(Text for analysis Opens)
Honeybee_ Lessons from an Accidental Beekeeper - C. Marina Marchese [8]
One-third of the food produced in the world—or one out of three bites of anything we humans eat—depends, to some degree, on honeybees. Healthy bees mean not only more honey but also a wide variety of food on our tables. Without honeybees, our supply of fresh food would be severely limited.
Beekeepers hire out honeybee populations to farmers around the country who rely on their honeybees to facilitate the pollination of their crops. Farmers secure this service through pollination contracts. Beekeepers are hired annually and are paid per hive. In 2008, they were paid $135 to $190 per hive. They often make more money renting out their colonies for pollination than they do selling their own honey. You can feel good about purchasing honey, because you know that the bottle represents not only all the work the honeybees put into making it but also the work they have done for agriculture, farmers, and the food we eat every day.
It’s estimated that there are nearly 2.4 million colonies of honeybees in the United States, and each year two-thirds of these are trucked around the country to pollinate crops for farmers. A typical season might begin in California, where 580,000 acres of almond groves completely depend on honeybees for pollination. (California supplies 100 percent of the nation’s almonds and 80 percent of the world’s almonds.) Each February, migratory beekeepers load 1.5 million honeybee colonies onto trailer trucks just to pollinate the state’s almond crop. This huge operation is the largest pollination event in the world, requiring more than half of all beehives in the United States! The bees are then trucked to the Northeast to work on the cherry and apple blossoms. New York State, for example, needs 30,000 hives to pollinate its apple crops. Next stop is the orange groves in Florida, followed by the cranberry bogs in New Jersey and Massachusetts. The bees will then journey to the clover fields of North Dakota and finally to Maine, which needs about 50,000 hives for its blueberries.
(Text for analysis Closes)
(Recorded information Opens)
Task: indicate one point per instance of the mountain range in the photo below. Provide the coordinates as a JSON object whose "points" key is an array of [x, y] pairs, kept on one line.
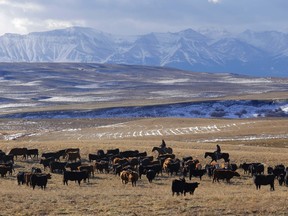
{"points": [[250, 53]]}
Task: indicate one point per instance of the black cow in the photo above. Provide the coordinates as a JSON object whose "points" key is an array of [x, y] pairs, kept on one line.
{"points": [[39, 180], [190, 187], [256, 168], [73, 165], [94, 157], [264, 180], [209, 169], [7, 158], [150, 174], [36, 170], [75, 176], [32, 152], [174, 167], [113, 151], [129, 153], [4, 169], [21, 178], [143, 169], [57, 166], [55, 155], [46, 162], [178, 186]]}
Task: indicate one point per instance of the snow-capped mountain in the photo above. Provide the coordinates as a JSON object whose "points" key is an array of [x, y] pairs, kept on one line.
{"points": [[250, 53]]}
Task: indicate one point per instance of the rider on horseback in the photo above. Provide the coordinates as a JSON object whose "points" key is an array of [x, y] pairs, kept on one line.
{"points": [[217, 153], [163, 144]]}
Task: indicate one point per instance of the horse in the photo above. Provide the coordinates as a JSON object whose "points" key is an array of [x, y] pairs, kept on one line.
{"points": [[161, 151], [224, 156]]}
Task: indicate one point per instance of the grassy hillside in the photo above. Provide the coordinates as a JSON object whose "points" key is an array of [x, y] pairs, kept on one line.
{"points": [[246, 140]]}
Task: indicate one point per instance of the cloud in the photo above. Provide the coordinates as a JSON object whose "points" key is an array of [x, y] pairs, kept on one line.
{"points": [[214, 1], [56, 24], [22, 5]]}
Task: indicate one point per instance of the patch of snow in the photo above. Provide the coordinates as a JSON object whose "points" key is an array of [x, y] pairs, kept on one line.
{"points": [[90, 86], [78, 99], [171, 82]]}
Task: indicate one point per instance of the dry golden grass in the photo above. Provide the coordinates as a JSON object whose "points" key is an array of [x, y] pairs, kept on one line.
{"points": [[106, 195]]}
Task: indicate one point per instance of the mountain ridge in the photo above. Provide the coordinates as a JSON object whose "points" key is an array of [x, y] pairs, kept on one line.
{"points": [[247, 53]]}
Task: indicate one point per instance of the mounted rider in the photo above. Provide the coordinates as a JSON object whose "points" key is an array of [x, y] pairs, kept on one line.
{"points": [[163, 145], [217, 153]]}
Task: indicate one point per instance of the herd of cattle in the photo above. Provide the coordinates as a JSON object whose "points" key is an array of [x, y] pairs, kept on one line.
{"points": [[130, 166]]}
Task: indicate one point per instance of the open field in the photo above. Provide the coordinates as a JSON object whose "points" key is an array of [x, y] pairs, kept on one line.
{"points": [[63, 87], [246, 140]]}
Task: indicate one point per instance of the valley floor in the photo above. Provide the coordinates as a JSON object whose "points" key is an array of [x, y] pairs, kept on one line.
{"points": [[247, 140]]}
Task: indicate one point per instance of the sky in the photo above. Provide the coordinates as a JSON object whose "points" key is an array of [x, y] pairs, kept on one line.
{"points": [[134, 17]]}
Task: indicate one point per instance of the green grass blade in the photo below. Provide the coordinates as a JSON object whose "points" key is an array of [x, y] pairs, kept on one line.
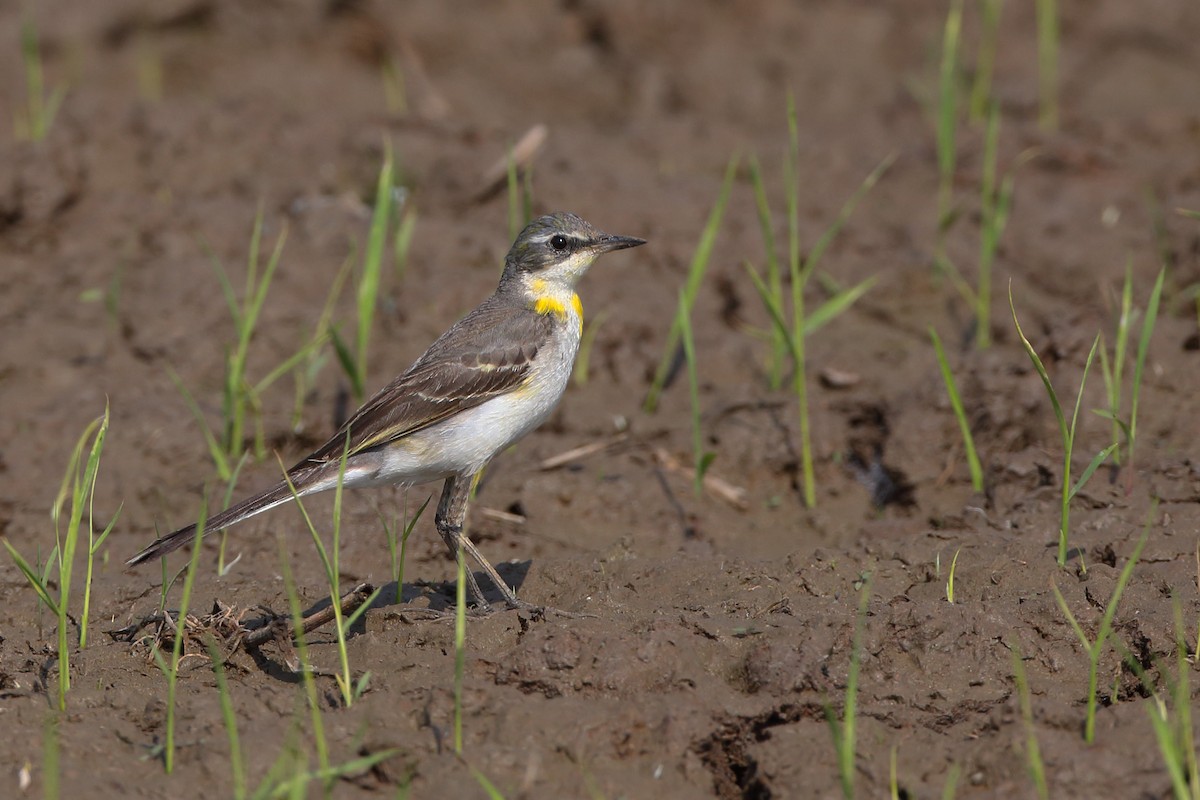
{"points": [[346, 359], [1032, 750], [774, 278], [360, 611], [772, 306], [177, 651], [947, 115], [835, 306], [229, 716], [31, 576], [985, 58], [700, 457], [1147, 331], [952, 390], [1097, 459], [844, 215], [1048, 64], [1071, 618], [691, 287], [460, 647], [372, 264]]}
(Recorded information Closes)
Continue the honeybee pollination passage above, picking up after its final sentence.

▶ _Result of the task_
Honeybee pollination adds $15 billion to $20 billion a year to the agriculture output of the United States, but its value to the economy cannot be underestimated. Almond producers estimate that by 2012, 2 million beehives will be needed to pollinate the expected 800,000 acres of almonds. Other crops—like melons, avocados, watermelons, cantaloupe, all varieties of citrus fruits, and cucumbers—also require several visits by a honeybee before they can bear fruit.
Honeybees also play a very important part in our supply of beef, milk, cheese, and other dairy products. Farmers rely heavily on honeybees to pollinate a large part of the alfalfa and clover crops. Both are rich in protein and make up about one-third of the diet of cows. Cows can be fed grasses and grains, but these foods don’t have as much protein. Well-fed cattle means tastier meat, milk, and cheese. Häagen Dazs claims that 40 percent of the ingredients in its ice cream flavors are dependent upon honeybees.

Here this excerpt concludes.